Source records:

· · · · ·

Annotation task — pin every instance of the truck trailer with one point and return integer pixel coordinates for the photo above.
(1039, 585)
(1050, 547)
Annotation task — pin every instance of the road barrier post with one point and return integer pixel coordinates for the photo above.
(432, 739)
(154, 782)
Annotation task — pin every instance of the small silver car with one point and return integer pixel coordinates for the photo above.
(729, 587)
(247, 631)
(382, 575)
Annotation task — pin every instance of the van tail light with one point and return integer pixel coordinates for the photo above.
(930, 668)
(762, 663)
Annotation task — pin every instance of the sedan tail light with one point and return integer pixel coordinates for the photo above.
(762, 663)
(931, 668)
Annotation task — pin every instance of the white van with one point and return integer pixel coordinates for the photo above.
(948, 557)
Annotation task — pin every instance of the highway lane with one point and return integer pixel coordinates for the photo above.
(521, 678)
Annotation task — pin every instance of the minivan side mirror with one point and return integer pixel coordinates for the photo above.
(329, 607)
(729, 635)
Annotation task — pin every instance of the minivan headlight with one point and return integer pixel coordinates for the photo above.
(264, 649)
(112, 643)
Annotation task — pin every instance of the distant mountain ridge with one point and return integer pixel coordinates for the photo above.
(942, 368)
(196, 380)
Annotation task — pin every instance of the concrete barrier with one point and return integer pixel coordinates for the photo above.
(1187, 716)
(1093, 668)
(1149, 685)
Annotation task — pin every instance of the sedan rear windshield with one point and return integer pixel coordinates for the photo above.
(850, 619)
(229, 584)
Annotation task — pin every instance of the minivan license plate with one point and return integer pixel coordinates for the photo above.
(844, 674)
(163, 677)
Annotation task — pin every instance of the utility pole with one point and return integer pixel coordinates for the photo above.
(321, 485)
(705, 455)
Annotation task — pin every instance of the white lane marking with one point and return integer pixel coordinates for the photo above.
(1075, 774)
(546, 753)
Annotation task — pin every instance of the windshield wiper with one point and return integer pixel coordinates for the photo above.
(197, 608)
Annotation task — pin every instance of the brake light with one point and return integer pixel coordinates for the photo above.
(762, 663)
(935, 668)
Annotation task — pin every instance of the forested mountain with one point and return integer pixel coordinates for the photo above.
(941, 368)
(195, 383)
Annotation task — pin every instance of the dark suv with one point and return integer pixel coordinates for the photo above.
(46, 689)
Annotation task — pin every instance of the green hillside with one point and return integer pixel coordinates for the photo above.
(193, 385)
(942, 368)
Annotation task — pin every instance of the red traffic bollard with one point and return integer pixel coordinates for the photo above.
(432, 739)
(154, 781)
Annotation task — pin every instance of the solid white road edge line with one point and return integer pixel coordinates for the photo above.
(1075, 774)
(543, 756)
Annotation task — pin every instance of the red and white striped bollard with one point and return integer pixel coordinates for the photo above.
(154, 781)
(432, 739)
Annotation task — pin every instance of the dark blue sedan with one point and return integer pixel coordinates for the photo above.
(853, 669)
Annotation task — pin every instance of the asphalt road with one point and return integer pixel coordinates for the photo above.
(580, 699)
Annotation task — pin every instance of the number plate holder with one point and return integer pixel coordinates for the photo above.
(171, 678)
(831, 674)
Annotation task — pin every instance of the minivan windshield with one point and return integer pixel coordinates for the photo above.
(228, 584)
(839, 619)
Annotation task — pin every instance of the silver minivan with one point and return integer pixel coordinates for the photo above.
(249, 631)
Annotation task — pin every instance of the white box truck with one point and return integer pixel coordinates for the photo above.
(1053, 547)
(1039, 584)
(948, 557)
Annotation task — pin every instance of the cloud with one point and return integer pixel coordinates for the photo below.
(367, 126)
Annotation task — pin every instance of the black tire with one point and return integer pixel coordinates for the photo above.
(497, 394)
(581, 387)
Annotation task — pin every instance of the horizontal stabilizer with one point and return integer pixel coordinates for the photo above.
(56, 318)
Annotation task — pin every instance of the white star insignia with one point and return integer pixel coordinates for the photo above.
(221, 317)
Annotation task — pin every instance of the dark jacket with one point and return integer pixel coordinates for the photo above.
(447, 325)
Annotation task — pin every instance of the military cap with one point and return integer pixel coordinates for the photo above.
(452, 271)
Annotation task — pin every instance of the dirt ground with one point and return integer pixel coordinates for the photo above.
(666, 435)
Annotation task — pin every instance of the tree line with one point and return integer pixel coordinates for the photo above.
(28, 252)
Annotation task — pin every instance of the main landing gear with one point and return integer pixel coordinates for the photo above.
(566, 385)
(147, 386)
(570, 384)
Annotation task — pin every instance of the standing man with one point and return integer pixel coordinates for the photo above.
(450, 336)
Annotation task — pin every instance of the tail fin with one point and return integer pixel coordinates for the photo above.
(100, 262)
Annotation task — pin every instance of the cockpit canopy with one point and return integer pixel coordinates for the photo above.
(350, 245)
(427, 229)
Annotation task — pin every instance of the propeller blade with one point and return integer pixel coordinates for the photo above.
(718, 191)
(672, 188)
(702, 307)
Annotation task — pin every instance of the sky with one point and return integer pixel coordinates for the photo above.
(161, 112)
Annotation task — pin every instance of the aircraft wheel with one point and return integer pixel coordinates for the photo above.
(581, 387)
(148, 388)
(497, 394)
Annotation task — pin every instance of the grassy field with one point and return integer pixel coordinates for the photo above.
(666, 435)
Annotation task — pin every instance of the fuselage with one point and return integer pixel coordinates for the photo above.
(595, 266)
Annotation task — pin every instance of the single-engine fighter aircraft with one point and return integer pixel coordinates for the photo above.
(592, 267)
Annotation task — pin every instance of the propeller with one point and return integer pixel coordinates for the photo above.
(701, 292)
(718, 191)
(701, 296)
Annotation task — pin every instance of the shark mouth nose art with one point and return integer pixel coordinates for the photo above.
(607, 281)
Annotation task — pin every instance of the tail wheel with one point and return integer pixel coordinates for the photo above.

· · · · ·

== Problem description ==
Retype the records exactly.

== Output of the task ==
Annotation task — pin every instance of the truck trailer with one point and return integer pixel coordinates for the photo above.
(1039, 585)
(1050, 547)
Annotation task — pin every instance of the road barrier post with one point and return integer pixel coordinates for the photo above.
(432, 739)
(154, 782)
Annotation task — pin every instance of the small silver car with one point and return integer pixel coordinates for the photo above.
(729, 587)
(247, 631)
(382, 575)
Annotation task — pin every instance of the van tail light with one point and return integer pixel coordinates for the photo above.
(930, 668)
(762, 663)
Annotation task — pin every instance of the sedan tail light with one point and return integer pixel coordinates for the photo above.
(762, 663)
(931, 668)
Annotation task — pin every instance of the white van with one point and return integer pixel coordinates for the photo above.
(948, 557)
Annotation task — pin every instance of the highway lane with one point and return integer pixel coordinates for the photo above.
(521, 678)
Annotation task — pin every instance of the minivan side mirror with one point and return integer pixel coordinates for the photo above.
(329, 607)
(729, 635)
Annotation task — pin every instance of the minivan headlight with one point and return integer pixel coordinates for the photo above.
(264, 649)
(112, 643)
Annotation task — pin every instance of the distant mountain ridge with one point and return integer pixel coordinates for the photo above.
(942, 368)
(196, 380)
Annotation task — pin every instance of the concrete barrier with one point and return integer pixel coordinates for the photo above.
(1187, 716)
(1093, 668)
(1149, 685)
Annotation task — pin every instance of the sedan rear windshield with one point and return integer pixel coordinates for the photo above.
(850, 619)
(229, 584)
Annotation task — pin every instance of the minivan license plate with one point and return integer pixel coordinates for the photo above.
(844, 674)
(163, 677)
Annotation task — pin every instance of the utility pole with one point and return integer pixel coordinates for the photo above.
(321, 485)
(705, 455)
Annotation task — pin every instance of the white lane marking with one point and return integer pixel coordinates for the photo above.
(1075, 774)
(546, 753)
Annotation task — pin every instance of the windshield wiper with one point and return integer pixel coordinates for the photo above.
(197, 608)
Annotation task — pin every instance of the brake light with one point and return integer pixel coordinates for the photo above.
(762, 663)
(935, 668)
Annotation task — pin every instance of the forested mountain with one point and return integer pixel coordinates for the photo above.
(941, 368)
(195, 383)
Annotation task — pin every instance of the dark suv with one point and return integer pixel coordinates for the photo above.
(46, 689)
Annotation task — pin every instance of the green hillside with one point and return integer pixel coordinates for the photo above.
(193, 385)
(942, 368)
Annotation task — pin every instance of the red traffic bollard with one point and return integer pixel coordinates for the photo above.
(432, 739)
(154, 781)
Annotation task — pin every instance of the solid white road edge line with one point and return integer pixel coordinates for the photo above.
(1075, 774)
(543, 756)
Annotation task — pin every instance of the red and white striped bollard with one point and return integer pixel coordinates for the photo above.
(154, 781)
(432, 739)
Annotation task — pin every instance of the dark blue sedan with one point and return integer pixel coordinates for the photo above.
(853, 669)
Annotation task — pin every instance of the asphalt road with one point and return integer pixel coordinates for the photo above.
(580, 699)
Annotation task — pin every instance of the number plate holder with one point and return integer pixel coordinates for the photo above.
(171, 678)
(831, 674)
Annotation task — pin every instance of the minivan windshield with one point and return integer pixel coordinates for the photo above.
(228, 584)
(839, 619)
Annotation task — pin every instance of the silver minivan with one point and return integer pixel coordinates for the photo above.
(249, 631)
Annotation task — pin every instance of the white box truck with one point and return integer pixel coordinates for the photo above.
(1053, 547)
(1039, 584)
(948, 557)
Annotation task — pin every instance of the cloud with one point and return integer pixel coordinates for the photo below.
(367, 126)
Annotation task — pin every instance of the black tire with one point and return integer pixel coordinates for the photo above.
(497, 394)
(581, 387)
Annotation task — pin every instance of the horizontal stabilizer with one point and return integer pixel coordinates for the photo above.
(56, 318)
Annotation task — pin every instance of the white star insignia with one point and return integer pixel coordinates for the photo above.
(221, 317)
Annotation task — pin every instance of the dark jacket with one point and return integer pixel coordinates for the photo above.
(447, 325)
Annotation task — pin every instance of the military cap with one point and return integer pixel coordinates for the photo above.
(452, 271)
Annotation task — pin every instance of the dirt ground with one point and return integer pixel coordinates for the photo above.
(666, 435)
Annotation task — pin every instance of the tree line with one point and return integer pixel coordinates for the photo above.
(28, 252)
Annotation task — pin every instance of the main landing gear with one point and return integer pixel coordinates for the photo above.
(566, 385)
(147, 386)
(570, 384)
Annotation task — pin every instance of the standing man with one point and return integer pixel coordinates for the photo above.
(450, 336)
Annotation task — pin every instance of the tail fin with one point and return integer pixel coordinates for the photo above.
(100, 262)
Annotation task — pin every instance of the cockpit canopy with one point and return integer pixel coordinates for the photo above.
(350, 245)
(427, 229)
Annotation task — pin every instance of the propeller blade with one point and return integer pixel coordinates for the photo above.
(718, 191)
(672, 188)
(702, 307)
Annotation task — pin every instance of the sky with one point and return integer pixel coordinates for the photo above.
(161, 112)
Annotation task — pin every instance of the aircraft wheel with one point and return integer pixel coordinates for the photo above.
(581, 387)
(148, 388)
(497, 394)
Annotation task — pin every instance of the grassy field with one point and return integer pixel coordinates for the photo above.
(666, 435)
Annotation task — pin every instance of the fuselage with one point and return integer pixel coordinates for the photo above.
(595, 266)
Annotation task — pin every instance of the single-engine fighter aircraft with one point and return integer pixel coordinates for the photo above.
(592, 267)
Annotation task — pin every instance of the propeller with one point and return integer pixel coordinates for the photo above.
(701, 292)
(718, 191)
(701, 296)
Annotation task — pin every instance of the shark mouth nose art with one point and return integer pixel coordinates for the photo above.
(607, 281)
Annotation task — pin every instance of the tail wheel with one point and return integer pixel coordinates for the photo above.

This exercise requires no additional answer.